[Some records]

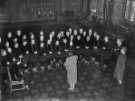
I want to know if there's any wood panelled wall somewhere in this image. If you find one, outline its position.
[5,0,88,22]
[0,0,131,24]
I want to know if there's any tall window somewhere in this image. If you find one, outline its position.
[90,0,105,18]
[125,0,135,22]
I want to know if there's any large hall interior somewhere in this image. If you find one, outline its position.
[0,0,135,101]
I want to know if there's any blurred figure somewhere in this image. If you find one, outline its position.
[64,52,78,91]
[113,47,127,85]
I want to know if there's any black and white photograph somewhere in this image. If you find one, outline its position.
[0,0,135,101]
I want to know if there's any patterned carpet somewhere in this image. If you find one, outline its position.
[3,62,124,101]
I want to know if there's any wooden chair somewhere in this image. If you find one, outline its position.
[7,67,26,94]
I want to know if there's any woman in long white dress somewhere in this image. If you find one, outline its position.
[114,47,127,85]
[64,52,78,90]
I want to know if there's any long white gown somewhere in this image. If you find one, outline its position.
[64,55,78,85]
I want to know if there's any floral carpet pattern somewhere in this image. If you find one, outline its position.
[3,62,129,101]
==
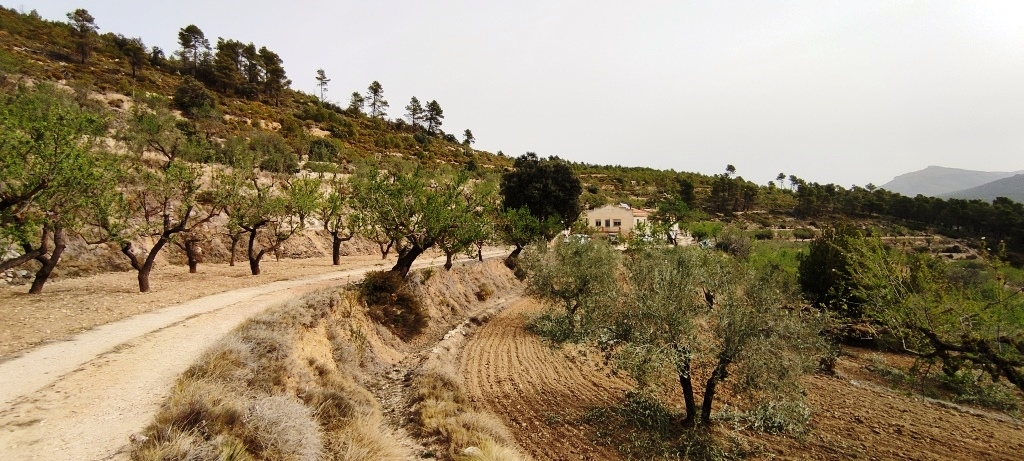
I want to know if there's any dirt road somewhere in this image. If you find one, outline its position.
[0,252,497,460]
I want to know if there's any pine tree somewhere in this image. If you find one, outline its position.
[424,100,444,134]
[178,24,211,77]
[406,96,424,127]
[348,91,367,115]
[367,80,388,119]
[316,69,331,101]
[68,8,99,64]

*WHAT YOU SHOULD DO*.
Please return the records from the line with "I want to know if there's any dirt" to the line with "[68,8,99,64]", including both of those lines, copied word for word.

*ANSWER TO THE PROBLEM*.
I want to know if there's any dirt road somewhere in this image. If you find one, outline its position.
[0,252,497,460]
I want to know if there's any pine tree somewhere in this image. If you find one, outline its position.
[424,100,444,134]
[178,24,211,77]
[406,96,424,127]
[348,91,367,115]
[367,80,388,119]
[316,69,331,101]
[68,8,99,64]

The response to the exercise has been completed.